_WHAT YOU SHOULD DO_
Continue the blog post about the BBC series of Wolf Hall, starting after its last sentence.

Friday 13 March 2015

TV: Wolf Hall

Wolf Hall - Bewitching, brilliant - and that’s just what the continuity announcers said.


There’s been a lot of praise for the BBC series of Wolf Hall based on Hilary Mantel’s novels, and it’s been extremely popular - according to a recent Guardian article it is the most popular drama since the modern ratings system began.  So why didn’t I get it?


"But did I leave the gas on or not?"
I tried reading the book of Wolf Hall a couple of years ago to see what the fuss was about, and found it really hard to get into - so hard that I didn’t in fact get into it and got distracted by something else.  I found it quite dry and boring, (which surprised me because I’m interested in the Tudor era in history and liked learning about the story at school).  Although technically it was still on my ‘things to finish’ list, it was way down. 

But I had the same thing with The Girl With The Dragon Tattoo - a bestseller that I’d found hard to get into but saw the film, and saw the light.  Seeing the film made me go back and reread the books and recognise that there was something I’d missed.  So I settled down to the dramatisation of Wolf Hall bearing that in mind, and you know what?

Well - it was a bit dry and boring… wasn’t it?

I was disappointed all over again.  I was being told this was ‘the new I, Clavdivs’ in the papers and most friends and colleagues seemed to really be enjoying it. too  The ratings seem to prove I’m wrong.  Everyone says that Mark Rylance was brilliant whereas I thought it looked like he sleepwalked through it with one expression (a man having a long and quizzical senior moment) before finally coming alive in the sixth episode.  Damian Lewis was admittedly brilliant as a charming and menacing Henry VIII.  Jonathan Pryce and Anton Lesser were well cast as Wolsey and Thomas More respectively.  And it all looked very authentic (whatever that actually means) in that Beeb Costume Drama way.  But the story seemed surprisingly divorced from emotion somehow - it showed other people’s emotions being enacted on screen but failed to inspire any in me.  I guess I was hoping to see something along the same lines as a Tudor House of Cards or The Thick Of It, a behind the scenes view of an arch-manipulator at work.  But we didn’t see that much of Thomas Cromwell’s Machiavellian skills until the end.  Instead of seeing ‘under-the-hood’ of Tudor politics, each episode seemed like walking in on a  series half-way through despite having been watching them all - you know, in order and everything.

So then I tried to enjoy it as a drama about Thomas Cromwell - The Man.  But with Rylance looking either mournful or like he’d forgotten to feed the cat I didn’t care enough about him.  And he doesn’t have that exciting a private life anyway - apart from a sequence in the first episode where his wife and daughter are killed by a fever, and a few other scenes here and there (he nearly gets off with Anne Boleyn’s sister, for instance) there’s not much to it.  Or rather, his private life and his political life were completely entwined.

_RECORDED DATA_
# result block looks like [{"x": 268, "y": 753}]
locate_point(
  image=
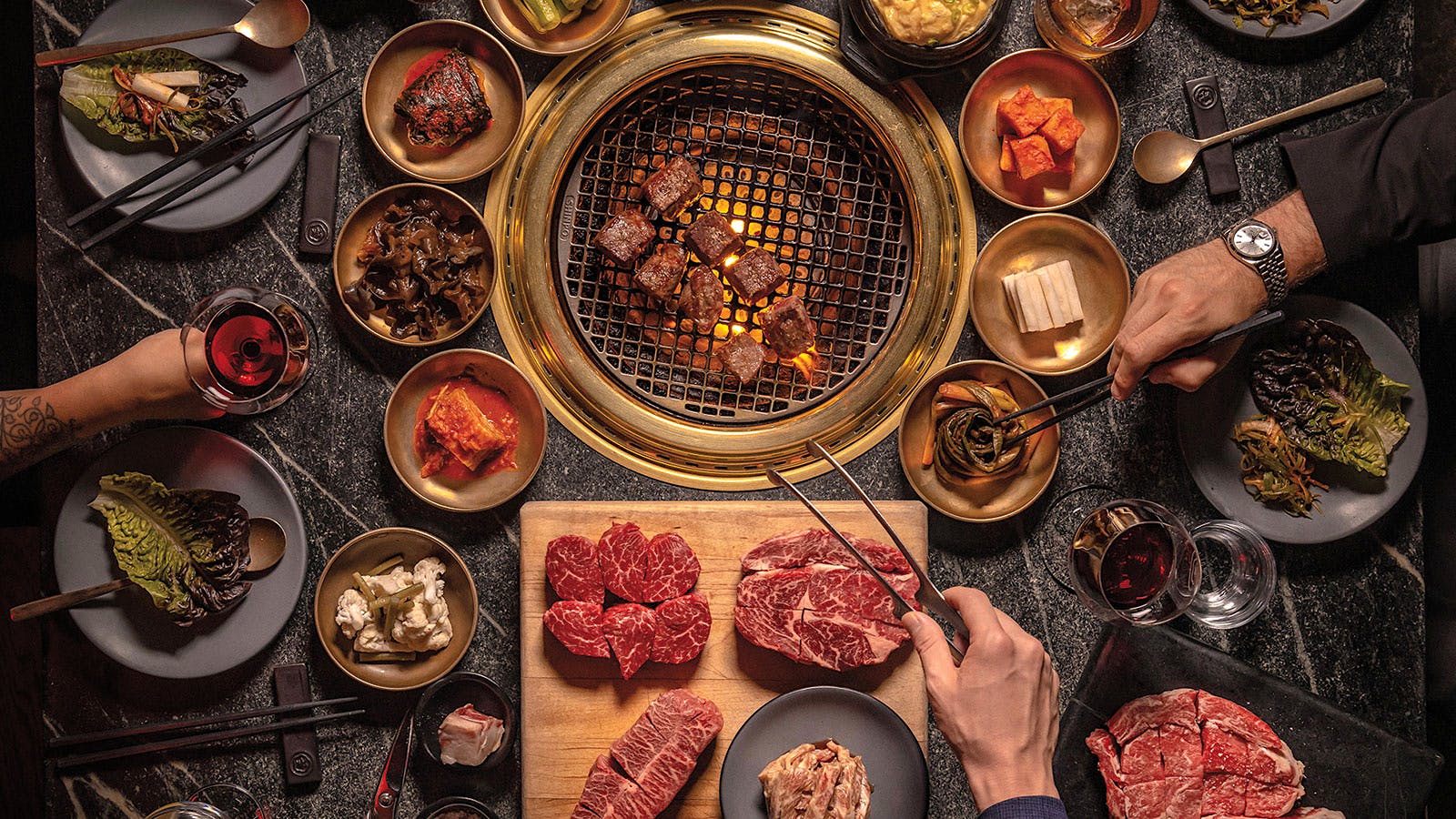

_THE OUTPUT_
I, Clavdivs worked by taking a fairly marginal character (until his unexpected crowning as Emperor) and allow us to see events and characters through his eyes (although when it was dramatised Derek Jacobi managed to imbue the TV Claudius with liveliness and charm).  But the balance was all wrong in Wolf Hall - it felt to me we were seeing Cromwell’s life at the expense of seeing events build.  It felt like there were scenes missing that had been replaced with trivialities.  And the I, Clavdivs historical drama model doesn’t fit Wolf Hall in the end because Cromwell wasn’t by any means marginal - he was pivotal to the politics of Henry VIII’s court during this period.  

Wolf Hall also an intensely humourless production, bursting with a sense of the emotionally arid and dull.  A story that by rights should be very varied had exactly the same story arc for an entire three individual episodes (The Fall of Cardinal Wolsey; The Fall of Thomas More; The Fall of Anne Boleyn).  The sixth episode came alive (by comparison to the previous five at any rate); we saw Rylance absolutely take command and finally show the audience why his character has a fearsome reputation. 
Mark Gatiss wasn't very good either
Apart from a few forgettable one-off scenes in previous episodes, menacing relatively minor characters, we’d not seen evidence of him actually doing Henry’s dirty work.  Well ‘show don’t tell’ is a cliche, but like all cliches there’s some truth in it, and having people tell us that Cromwell has a fearsome reputation but not showing us why (until so late in the game) made for drama lacking in drama.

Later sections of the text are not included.